---------- GIVEN INFORMATION

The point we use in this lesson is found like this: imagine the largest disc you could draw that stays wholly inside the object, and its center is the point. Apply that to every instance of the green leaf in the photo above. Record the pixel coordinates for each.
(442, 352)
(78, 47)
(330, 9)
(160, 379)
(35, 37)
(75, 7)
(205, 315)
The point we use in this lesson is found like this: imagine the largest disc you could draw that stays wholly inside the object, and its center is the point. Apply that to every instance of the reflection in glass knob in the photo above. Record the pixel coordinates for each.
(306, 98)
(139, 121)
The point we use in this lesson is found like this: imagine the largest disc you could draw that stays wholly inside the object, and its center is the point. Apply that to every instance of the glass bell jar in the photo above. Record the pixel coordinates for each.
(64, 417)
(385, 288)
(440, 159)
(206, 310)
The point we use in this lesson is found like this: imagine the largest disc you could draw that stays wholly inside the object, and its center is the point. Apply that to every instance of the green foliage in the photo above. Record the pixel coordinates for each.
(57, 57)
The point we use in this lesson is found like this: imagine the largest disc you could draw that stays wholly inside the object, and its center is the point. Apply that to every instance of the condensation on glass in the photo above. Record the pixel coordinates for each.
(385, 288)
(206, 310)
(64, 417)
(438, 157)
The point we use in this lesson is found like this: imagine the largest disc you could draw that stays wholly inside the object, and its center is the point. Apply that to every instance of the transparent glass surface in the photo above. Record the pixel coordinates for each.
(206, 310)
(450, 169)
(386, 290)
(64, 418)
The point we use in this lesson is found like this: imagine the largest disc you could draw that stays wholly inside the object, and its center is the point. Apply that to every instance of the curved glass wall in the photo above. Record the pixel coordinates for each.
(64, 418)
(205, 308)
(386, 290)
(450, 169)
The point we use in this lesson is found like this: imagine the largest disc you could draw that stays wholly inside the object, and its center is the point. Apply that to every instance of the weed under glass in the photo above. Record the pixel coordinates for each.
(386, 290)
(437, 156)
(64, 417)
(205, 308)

--------------------

• **INSTRUCTION**
Rewrite all of the data above with every "lesson" changed to "exercise", keeping all other text unchanged.

• **PROBLEM SOLUTION**
The point we use in this exercise is found like this: imagine the largest disc you could draw that stays wholly inside the object, and its center is the point. Apply that to every instance of the green leaf in the photo above. Record the pixel coordinates for each.
(442, 352)
(78, 47)
(330, 9)
(160, 379)
(35, 37)
(75, 7)
(205, 315)
The point we use in this exercise is found like this: imagine the largest disc you could draw that stays wholly inside the object, and its center is the point. Apply that to every instance of the reflection in glass knob in the photo above. Record the pixel coordinates for each.
(306, 98)
(139, 121)
The point we use in this exercise is found like this: imagine the largest disc you could draw that stays wholly inside the object, and its center is the point. Apply that to every instance of the glass bell jar in the photo above. Record the pixel coordinates for each.
(64, 417)
(385, 288)
(440, 159)
(206, 310)
The point we use in this exercise is found like this: imagine the largest disc you could draw that stays wholly inside the object, and its center is the point. Apply that to every instance of the green foliage in the photo above. Record the pixel coordinates for each.
(57, 57)
The point we use in this exercise is found like this: imagine the largest disc you could draw that stays wholly inside the object, and its center is the point. Apply that to every instance of the condensation on glass in the photo above. Record the pixel coordinates for each.
(385, 288)
(206, 310)
(64, 417)
(438, 157)
The point we use in this exercise is found like this: imagine the largest disc you could draw that stays wholly inside the object, and its center is the point. Apply that to every instance of the transparent glass surface in the photo above. Record the pixel coordinates for each.
(206, 310)
(450, 169)
(386, 290)
(64, 418)
The point we use in this exercise is found like this: imagine the largest disc you could draw that stays wholly inside the object, and its center is the point. Apply that to every instance of the curved glass wall in the photo above. Record the pixel coordinates for each.
(64, 418)
(205, 308)
(386, 290)
(450, 169)
The point we use in this exercise is found like this: imagine the largest disc you could draw that stays wholly inside the object, and its center is the point. Apply that to every instance of the weed under glass in the photo above. Record the pixel coordinates for each.
(386, 290)
(437, 156)
(64, 417)
(205, 308)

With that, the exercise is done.